_Records drawn from a dataset_.
----

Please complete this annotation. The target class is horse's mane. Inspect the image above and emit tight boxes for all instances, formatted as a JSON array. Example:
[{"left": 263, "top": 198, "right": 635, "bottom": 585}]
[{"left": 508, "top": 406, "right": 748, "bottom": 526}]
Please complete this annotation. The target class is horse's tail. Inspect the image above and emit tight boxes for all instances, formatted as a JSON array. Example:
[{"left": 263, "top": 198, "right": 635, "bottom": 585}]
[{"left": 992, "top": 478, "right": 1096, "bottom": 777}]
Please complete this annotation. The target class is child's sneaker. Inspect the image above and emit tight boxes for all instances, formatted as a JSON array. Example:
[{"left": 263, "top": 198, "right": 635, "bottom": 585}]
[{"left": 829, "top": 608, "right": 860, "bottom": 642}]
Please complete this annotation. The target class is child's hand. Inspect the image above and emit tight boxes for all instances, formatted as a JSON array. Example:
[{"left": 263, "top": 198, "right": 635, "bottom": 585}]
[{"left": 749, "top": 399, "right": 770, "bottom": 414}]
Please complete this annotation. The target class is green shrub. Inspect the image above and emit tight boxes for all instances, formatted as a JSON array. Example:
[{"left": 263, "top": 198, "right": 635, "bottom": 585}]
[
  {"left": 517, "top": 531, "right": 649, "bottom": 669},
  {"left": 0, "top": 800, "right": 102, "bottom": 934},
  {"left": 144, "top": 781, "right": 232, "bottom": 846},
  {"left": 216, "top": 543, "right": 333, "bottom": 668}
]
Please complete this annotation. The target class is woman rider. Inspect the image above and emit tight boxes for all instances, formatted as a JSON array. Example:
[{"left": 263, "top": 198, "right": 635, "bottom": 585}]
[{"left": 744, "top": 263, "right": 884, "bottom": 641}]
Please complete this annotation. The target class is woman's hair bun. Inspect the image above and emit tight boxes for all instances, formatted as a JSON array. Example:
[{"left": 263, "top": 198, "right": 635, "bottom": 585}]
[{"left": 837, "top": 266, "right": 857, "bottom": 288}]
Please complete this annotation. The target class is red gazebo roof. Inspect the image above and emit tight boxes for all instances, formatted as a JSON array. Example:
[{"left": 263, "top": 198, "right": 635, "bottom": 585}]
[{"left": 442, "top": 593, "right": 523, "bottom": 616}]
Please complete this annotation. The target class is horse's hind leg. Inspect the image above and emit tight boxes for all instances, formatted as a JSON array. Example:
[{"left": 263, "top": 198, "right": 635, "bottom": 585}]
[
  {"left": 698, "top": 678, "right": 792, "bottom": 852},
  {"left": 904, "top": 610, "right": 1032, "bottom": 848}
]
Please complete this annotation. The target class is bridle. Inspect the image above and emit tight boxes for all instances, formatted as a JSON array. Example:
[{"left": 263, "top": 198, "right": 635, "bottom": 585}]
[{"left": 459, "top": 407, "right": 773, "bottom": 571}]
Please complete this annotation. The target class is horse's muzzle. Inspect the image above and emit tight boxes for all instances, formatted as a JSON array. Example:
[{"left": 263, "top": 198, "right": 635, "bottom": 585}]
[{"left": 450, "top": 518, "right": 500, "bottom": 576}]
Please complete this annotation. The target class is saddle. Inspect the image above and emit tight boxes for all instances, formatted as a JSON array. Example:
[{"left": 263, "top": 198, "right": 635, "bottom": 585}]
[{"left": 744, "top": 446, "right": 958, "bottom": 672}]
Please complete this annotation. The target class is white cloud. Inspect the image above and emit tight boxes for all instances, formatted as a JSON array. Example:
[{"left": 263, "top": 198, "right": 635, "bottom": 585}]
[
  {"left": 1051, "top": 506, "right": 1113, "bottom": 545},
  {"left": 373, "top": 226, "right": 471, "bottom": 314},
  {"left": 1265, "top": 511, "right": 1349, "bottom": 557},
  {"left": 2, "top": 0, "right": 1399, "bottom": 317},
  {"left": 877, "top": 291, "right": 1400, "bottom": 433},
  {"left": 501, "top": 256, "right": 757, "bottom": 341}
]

----

_Task statement_. Look through the entries and return each line that has the word "horse" in it.

_Answer space_.
Please complete this annotation. The target class is horse's mane. Inspect the image above and emit tight boxes for all instances, formatted as a JSON array. Example:
Please complete this annotation. The target class is horse's tail. Inspect the image above and emit tight boxes for all instances, formatted as a JSON array. Example:
Please complete this annotation. The target class is horse's hind leg. Inspect the image above and emit tight boxes for all instances, formatted as a JSON array. Example:
Please complete this annotation. The target class is horse's muzzle. Inspect the image above and emit tight boxes for all instances, formatted as a JSON array. Example:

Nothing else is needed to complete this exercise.